• [WHAT TO WORK ON]
Report how many lines of the material contain the string "white". Add nothing beyond the number.

• [DATA FOR ANALYSIS]

=== Section Start ===

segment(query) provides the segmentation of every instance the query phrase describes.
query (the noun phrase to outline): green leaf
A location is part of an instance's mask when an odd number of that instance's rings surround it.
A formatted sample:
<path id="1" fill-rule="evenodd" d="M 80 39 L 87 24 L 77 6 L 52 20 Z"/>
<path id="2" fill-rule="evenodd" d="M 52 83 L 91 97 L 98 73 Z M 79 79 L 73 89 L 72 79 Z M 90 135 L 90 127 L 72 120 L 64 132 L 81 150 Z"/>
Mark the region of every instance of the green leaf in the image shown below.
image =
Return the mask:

=== Section End ===
=== Section Start ===

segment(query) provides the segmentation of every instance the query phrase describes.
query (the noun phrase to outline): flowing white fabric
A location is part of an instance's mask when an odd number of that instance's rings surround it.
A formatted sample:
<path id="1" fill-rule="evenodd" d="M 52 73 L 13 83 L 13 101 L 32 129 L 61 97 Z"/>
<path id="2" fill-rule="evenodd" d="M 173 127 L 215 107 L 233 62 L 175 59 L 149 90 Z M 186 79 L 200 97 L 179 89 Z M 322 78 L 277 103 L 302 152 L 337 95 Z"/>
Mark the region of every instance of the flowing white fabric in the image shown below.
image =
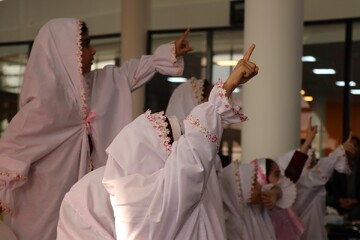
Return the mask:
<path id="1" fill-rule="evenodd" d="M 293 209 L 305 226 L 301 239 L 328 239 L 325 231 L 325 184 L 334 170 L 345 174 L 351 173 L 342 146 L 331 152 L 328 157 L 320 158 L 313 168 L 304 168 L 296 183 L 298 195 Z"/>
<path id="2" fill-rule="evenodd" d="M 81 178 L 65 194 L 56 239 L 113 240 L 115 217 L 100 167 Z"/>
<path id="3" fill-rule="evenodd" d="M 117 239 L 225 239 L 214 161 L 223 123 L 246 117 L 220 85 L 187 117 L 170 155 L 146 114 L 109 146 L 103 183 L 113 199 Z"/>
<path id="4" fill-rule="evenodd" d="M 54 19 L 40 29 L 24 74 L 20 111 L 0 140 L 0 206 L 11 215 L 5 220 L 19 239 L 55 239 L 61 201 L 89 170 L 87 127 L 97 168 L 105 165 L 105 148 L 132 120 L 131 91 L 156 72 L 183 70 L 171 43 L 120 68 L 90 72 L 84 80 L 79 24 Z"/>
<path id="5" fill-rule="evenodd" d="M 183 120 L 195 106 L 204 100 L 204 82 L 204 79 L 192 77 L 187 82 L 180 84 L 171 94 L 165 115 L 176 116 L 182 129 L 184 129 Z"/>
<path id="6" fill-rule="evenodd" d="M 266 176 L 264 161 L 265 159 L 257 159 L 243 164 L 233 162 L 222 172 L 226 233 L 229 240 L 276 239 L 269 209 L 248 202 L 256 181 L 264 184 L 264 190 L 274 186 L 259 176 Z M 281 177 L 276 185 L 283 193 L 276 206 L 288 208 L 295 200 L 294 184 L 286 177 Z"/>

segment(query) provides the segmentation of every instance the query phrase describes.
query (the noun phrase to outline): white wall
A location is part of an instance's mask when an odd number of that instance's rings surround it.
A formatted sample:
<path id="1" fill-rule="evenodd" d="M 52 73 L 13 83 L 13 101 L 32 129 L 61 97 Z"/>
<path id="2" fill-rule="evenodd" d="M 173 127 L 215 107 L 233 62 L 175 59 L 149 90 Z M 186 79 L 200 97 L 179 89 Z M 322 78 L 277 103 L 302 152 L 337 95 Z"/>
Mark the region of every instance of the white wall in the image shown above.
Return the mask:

=== Section End ===

• [WRITTEN RESPONSE]
4